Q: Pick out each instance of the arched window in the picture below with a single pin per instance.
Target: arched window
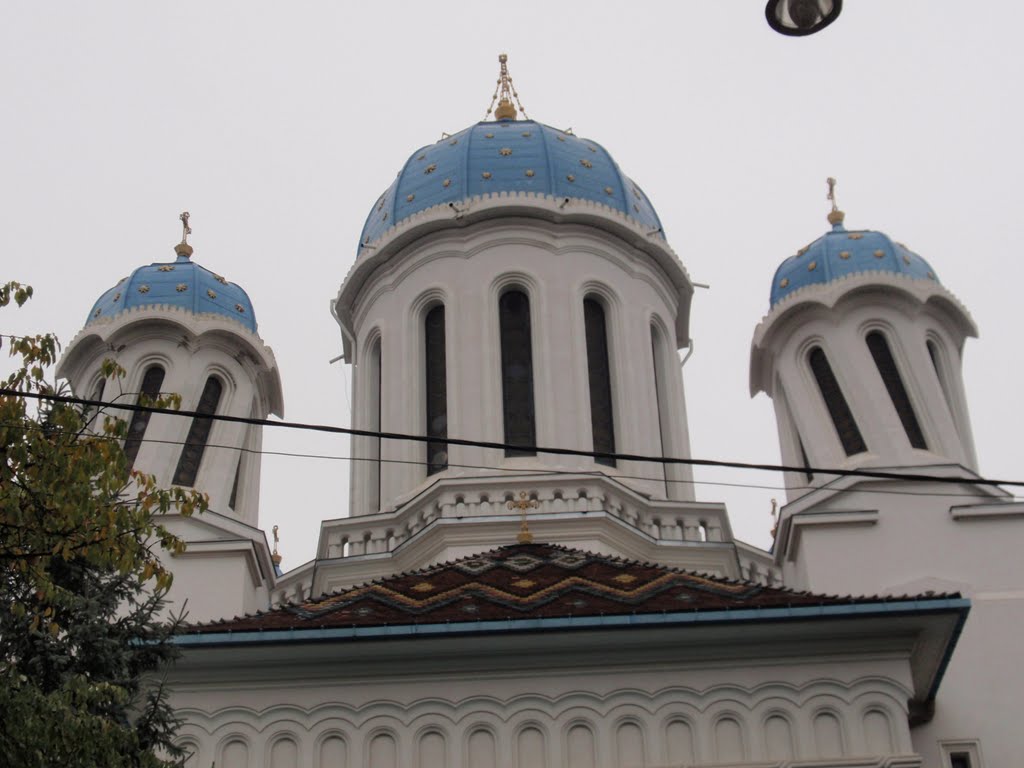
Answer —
(233, 500)
(601, 420)
(199, 433)
(517, 373)
(660, 392)
(840, 412)
(436, 390)
(375, 366)
(153, 380)
(940, 373)
(894, 385)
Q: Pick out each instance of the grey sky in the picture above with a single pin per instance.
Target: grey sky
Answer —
(278, 126)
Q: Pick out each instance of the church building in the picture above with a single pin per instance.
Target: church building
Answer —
(489, 603)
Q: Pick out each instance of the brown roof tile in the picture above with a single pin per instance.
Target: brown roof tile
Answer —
(525, 581)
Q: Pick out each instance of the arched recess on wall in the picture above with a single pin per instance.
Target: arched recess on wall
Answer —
(332, 751)
(631, 748)
(284, 752)
(659, 356)
(882, 353)
(599, 377)
(530, 744)
(199, 433)
(839, 410)
(680, 741)
(431, 749)
(373, 360)
(481, 748)
(517, 371)
(435, 387)
(581, 752)
(778, 736)
(153, 380)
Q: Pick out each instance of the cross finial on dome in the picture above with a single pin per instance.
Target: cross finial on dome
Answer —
(276, 540)
(182, 249)
(836, 216)
(504, 93)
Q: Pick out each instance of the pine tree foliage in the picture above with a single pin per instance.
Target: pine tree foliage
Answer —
(83, 633)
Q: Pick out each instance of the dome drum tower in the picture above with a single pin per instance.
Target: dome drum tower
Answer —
(177, 328)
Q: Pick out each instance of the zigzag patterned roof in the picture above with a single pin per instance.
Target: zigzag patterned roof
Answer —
(526, 581)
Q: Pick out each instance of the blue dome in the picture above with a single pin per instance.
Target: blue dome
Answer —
(843, 252)
(179, 284)
(503, 157)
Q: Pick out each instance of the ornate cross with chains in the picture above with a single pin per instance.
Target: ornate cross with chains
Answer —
(832, 192)
(522, 505)
(185, 229)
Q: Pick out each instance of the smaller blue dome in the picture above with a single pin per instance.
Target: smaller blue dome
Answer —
(179, 284)
(842, 252)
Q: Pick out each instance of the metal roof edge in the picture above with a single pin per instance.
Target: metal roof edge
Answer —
(898, 607)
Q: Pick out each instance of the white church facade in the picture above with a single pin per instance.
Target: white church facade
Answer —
(511, 290)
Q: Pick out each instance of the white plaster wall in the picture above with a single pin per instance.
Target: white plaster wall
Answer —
(921, 540)
(839, 320)
(557, 267)
(815, 713)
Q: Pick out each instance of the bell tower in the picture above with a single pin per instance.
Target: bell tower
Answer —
(177, 328)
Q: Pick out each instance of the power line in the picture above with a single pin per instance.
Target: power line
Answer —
(538, 472)
(869, 473)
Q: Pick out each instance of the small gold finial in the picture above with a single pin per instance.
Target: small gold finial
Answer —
(504, 93)
(836, 216)
(522, 505)
(182, 248)
(276, 540)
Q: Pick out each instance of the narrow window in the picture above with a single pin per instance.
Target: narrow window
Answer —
(235, 485)
(199, 433)
(894, 385)
(660, 389)
(375, 361)
(803, 457)
(940, 374)
(436, 388)
(601, 419)
(153, 380)
(517, 373)
(840, 412)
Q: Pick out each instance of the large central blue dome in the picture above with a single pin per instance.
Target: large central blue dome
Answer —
(508, 156)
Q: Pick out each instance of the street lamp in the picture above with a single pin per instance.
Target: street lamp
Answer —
(799, 17)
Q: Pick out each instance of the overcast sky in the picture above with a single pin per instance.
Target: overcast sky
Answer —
(278, 125)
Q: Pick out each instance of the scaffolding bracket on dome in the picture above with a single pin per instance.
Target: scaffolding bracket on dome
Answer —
(504, 93)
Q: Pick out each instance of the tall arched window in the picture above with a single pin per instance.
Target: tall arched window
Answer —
(517, 372)
(375, 366)
(153, 380)
(199, 434)
(436, 390)
(660, 395)
(894, 385)
(840, 412)
(940, 373)
(601, 418)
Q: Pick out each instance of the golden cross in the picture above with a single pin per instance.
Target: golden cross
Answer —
(185, 229)
(832, 192)
(504, 93)
(522, 505)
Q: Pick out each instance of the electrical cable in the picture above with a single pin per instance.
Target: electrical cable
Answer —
(869, 473)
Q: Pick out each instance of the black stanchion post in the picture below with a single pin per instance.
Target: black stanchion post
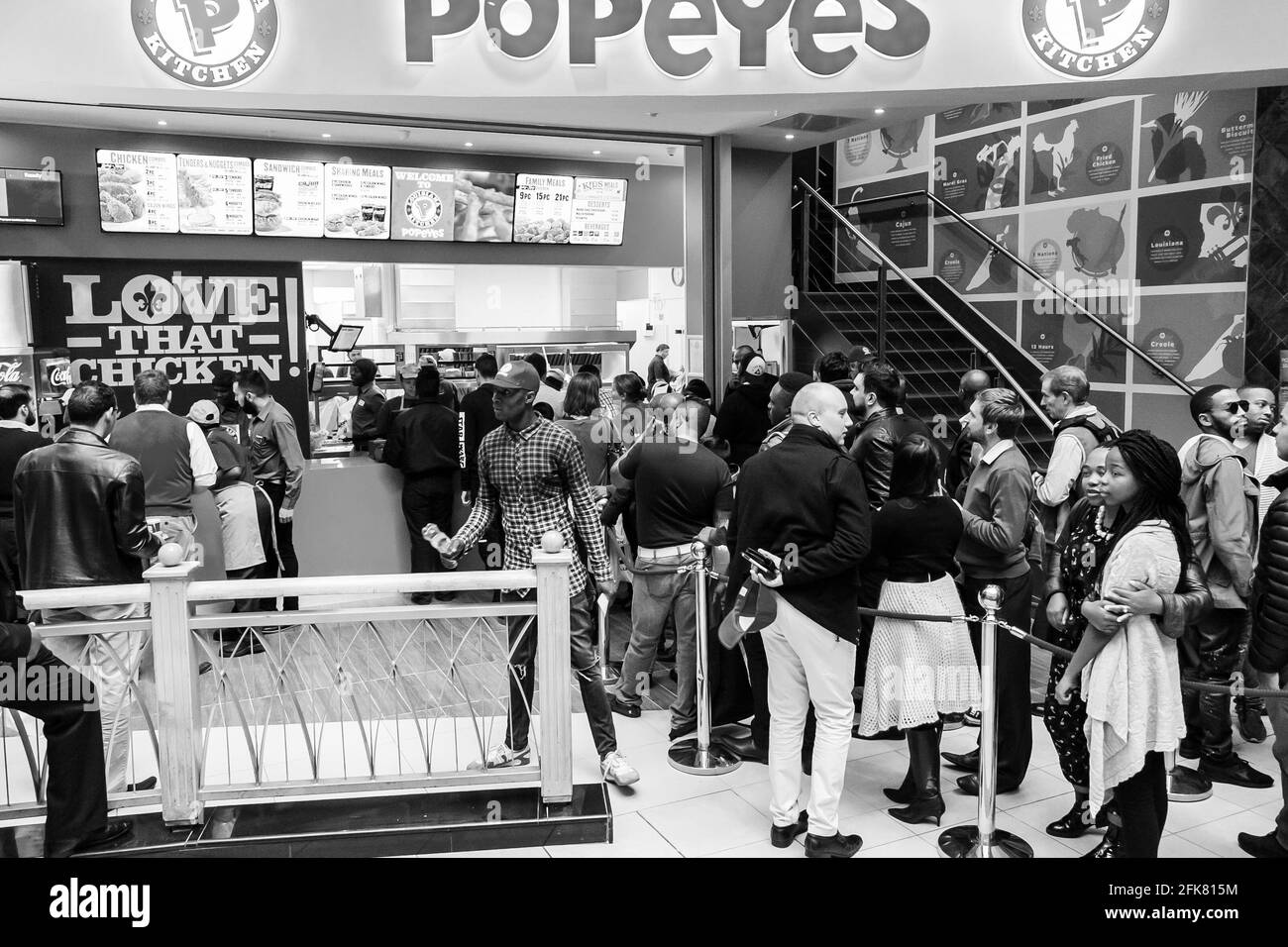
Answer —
(702, 755)
(986, 840)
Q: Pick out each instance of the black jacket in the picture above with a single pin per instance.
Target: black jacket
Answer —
(1269, 647)
(823, 518)
(875, 446)
(77, 512)
(423, 441)
(743, 419)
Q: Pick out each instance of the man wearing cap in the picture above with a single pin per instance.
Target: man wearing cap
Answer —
(423, 444)
(743, 419)
(172, 453)
(781, 406)
(657, 369)
(366, 403)
(239, 515)
(533, 472)
(546, 393)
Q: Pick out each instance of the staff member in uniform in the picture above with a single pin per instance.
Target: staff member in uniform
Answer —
(277, 464)
(366, 403)
(423, 445)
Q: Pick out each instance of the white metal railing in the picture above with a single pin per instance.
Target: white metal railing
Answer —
(352, 699)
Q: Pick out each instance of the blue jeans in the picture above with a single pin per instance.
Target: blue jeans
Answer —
(657, 591)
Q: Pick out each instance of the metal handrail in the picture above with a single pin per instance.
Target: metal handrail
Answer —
(1000, 248)
(894, 268)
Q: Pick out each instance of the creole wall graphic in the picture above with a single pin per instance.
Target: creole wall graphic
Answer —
(980, 171)
(1197, 136)
(1189, 237)
(1081, 155)
(1197, 335)
(961, 260)
(187, 318)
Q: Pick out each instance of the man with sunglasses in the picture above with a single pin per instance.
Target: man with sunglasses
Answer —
(1222, 501)
(531, 472)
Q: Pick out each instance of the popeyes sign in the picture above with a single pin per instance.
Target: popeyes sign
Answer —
(819, 33)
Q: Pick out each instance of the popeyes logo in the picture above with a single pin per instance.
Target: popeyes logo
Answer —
(1093, 39)
(207, 44)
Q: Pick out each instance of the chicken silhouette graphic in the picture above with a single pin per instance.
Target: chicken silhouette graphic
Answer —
(1177, 146)
(1051, 159)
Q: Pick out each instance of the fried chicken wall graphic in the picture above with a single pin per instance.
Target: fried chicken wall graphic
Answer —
(1052, 159)
(1179, 146)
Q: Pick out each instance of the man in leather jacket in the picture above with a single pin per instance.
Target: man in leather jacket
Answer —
(1269, 646)
(78, 515)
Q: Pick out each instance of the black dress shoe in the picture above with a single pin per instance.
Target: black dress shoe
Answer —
(622, 707)
(969, 785)
(677, 732)
(112, 831)
(837, 847)
(1235, 772)
(967, 762)
(782, 836)
(1262, 845)
(1076, 823)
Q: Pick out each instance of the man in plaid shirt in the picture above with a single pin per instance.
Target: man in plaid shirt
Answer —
(532, 468)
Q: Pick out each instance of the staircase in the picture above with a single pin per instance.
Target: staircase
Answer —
(922, 326)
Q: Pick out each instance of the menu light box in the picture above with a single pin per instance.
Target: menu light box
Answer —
(31, 197)
(138, 191)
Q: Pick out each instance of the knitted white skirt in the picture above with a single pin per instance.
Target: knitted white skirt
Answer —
(918, 669)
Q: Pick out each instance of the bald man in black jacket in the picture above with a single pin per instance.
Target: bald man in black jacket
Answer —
(76, 797)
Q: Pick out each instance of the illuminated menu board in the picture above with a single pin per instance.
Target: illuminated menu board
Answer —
(287, 198)
(542, 209)
(215, 195)
(423, 204)
(138, 192)
(357, 201)
(599, 211)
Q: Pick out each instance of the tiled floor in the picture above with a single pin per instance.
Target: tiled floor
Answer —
(673, 814)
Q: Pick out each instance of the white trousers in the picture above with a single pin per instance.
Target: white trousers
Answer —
(807, 664)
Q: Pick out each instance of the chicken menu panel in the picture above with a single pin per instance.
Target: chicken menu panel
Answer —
(138, 192)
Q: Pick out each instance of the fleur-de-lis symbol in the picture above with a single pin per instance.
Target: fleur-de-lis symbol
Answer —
(150, 300)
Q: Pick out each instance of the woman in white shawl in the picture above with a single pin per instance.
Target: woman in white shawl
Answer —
(1125, 667)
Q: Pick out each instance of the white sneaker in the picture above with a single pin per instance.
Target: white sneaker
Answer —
(500, 757)
(617, 770)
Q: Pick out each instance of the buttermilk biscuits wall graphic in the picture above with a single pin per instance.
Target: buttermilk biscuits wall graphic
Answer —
(204, 44)
(1093, 39)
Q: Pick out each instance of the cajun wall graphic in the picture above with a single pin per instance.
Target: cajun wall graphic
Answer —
(185, 318)
(982, 171)
(1197, 136)
(1082, 155)
(1194, 236)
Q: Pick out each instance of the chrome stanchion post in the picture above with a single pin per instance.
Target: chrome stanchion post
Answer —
(986, 840)
(700, 755)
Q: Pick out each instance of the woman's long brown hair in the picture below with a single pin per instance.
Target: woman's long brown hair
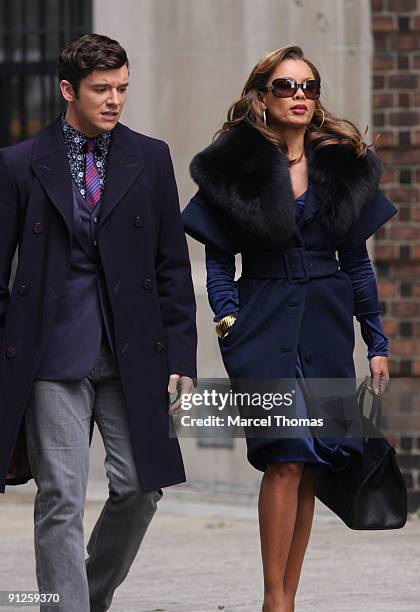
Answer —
(248, 108)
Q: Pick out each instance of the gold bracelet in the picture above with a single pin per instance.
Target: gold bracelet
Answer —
(223, 326)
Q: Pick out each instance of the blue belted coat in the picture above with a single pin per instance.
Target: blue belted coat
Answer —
(293, 298)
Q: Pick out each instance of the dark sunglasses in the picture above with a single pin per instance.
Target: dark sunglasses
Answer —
(286, 88)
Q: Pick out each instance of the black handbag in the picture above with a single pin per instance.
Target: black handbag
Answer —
(370, 493)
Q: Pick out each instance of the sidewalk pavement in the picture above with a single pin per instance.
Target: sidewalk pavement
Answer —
(201, 554)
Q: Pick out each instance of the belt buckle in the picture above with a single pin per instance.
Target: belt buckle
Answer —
(297, 255)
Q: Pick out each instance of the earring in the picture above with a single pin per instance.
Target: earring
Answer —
(318, 127)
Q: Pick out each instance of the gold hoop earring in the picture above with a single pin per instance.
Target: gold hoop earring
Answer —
(317, 127)
(264, 117)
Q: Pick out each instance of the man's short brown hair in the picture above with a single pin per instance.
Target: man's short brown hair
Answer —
(85, 54)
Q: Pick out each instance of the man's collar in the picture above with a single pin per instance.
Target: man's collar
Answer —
(75, 137)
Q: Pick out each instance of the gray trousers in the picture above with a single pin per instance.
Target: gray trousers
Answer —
(58, 417)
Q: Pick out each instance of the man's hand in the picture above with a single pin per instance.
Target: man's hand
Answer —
(180, 385)
(378, 381)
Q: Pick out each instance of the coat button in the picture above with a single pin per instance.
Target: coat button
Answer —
(23, 290)
(10, 352)
(308, 356)
(37, 228)
(159, 346)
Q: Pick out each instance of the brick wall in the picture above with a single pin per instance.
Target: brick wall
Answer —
(396, 116)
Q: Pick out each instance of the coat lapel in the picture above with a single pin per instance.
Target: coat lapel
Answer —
(51, 165)
(124, 165)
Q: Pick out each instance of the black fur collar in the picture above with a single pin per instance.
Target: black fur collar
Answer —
(245, 177)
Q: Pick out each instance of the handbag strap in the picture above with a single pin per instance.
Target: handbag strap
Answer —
(376, 409)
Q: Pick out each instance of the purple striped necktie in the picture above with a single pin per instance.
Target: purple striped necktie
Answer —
(93, 185)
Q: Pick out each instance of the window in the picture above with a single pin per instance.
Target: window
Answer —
(32, 32)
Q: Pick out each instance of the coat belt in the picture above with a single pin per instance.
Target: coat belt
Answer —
(297, 265)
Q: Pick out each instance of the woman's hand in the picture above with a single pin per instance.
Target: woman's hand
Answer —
(379, 380)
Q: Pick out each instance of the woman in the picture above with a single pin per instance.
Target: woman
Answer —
(287, 184)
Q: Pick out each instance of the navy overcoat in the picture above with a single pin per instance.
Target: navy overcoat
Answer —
(140, 236)
(292, 294)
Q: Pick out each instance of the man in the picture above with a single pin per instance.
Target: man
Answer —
(101, 316)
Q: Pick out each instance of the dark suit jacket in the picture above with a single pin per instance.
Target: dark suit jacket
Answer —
(146, 271)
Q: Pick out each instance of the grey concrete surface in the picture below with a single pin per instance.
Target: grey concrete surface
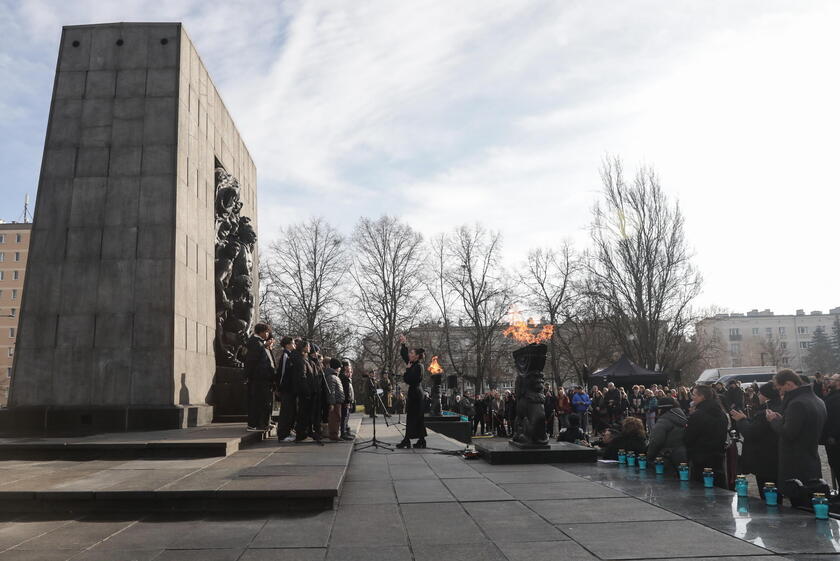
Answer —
(377, 518)
(118, 309)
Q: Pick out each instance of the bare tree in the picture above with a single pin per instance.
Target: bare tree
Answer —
(482, 293)
(452, 339)
(641, 267)
(305, 269)
(388, 272)
(584, 341)
(549, 279)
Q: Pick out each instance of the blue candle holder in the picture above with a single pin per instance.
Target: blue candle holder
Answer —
(819, 502)
(771, 494)
(659, 465)
(742, 486)
(743, 505)
(708, 478)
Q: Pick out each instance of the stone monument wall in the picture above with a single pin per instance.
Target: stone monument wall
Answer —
(118, 313)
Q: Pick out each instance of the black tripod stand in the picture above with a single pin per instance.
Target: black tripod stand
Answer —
(374, 442)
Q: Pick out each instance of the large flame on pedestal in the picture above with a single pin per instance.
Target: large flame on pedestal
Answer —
(435, 367)
(527, 331)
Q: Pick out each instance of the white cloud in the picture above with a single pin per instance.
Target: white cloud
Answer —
(502, 111)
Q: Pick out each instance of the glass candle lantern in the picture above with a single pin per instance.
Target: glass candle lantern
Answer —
(741, 485)
(820, 504)
(771, 494)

------------------------

● Request: Quote, without alteration, the final stretch of the entries: the line with "Q: Pick out each instance of the stone" onward to the last line.

● Result of the task:
Q: Pick out each instance of the stone monument wall in the picture above with a single pin per instance.
Target: stone monument wall
Answer —
(118, 313)
Q: Pick out each instance of the black tripod stand in the picture above with a single pin per instance.
Target: black tripod stand
Answer —
(374, 442)
Q: Pick out each instance of the large flame on pedestal in the picture above with a single pin per instance.
Target: large flame on pedestal
Answer —
(435, 367)
(527, 331)
Q: Pick out each instance of the white cloud in the picture above with a single pin per instance.
Target: white cloud
Answer —
(502, 111)
Q: Pick out each instance of the glass candle lantern in the picture above with a single pin per instance.
Target: glass candle lantern
Answer —
(741, 485)
(820, 504)
(771, 494)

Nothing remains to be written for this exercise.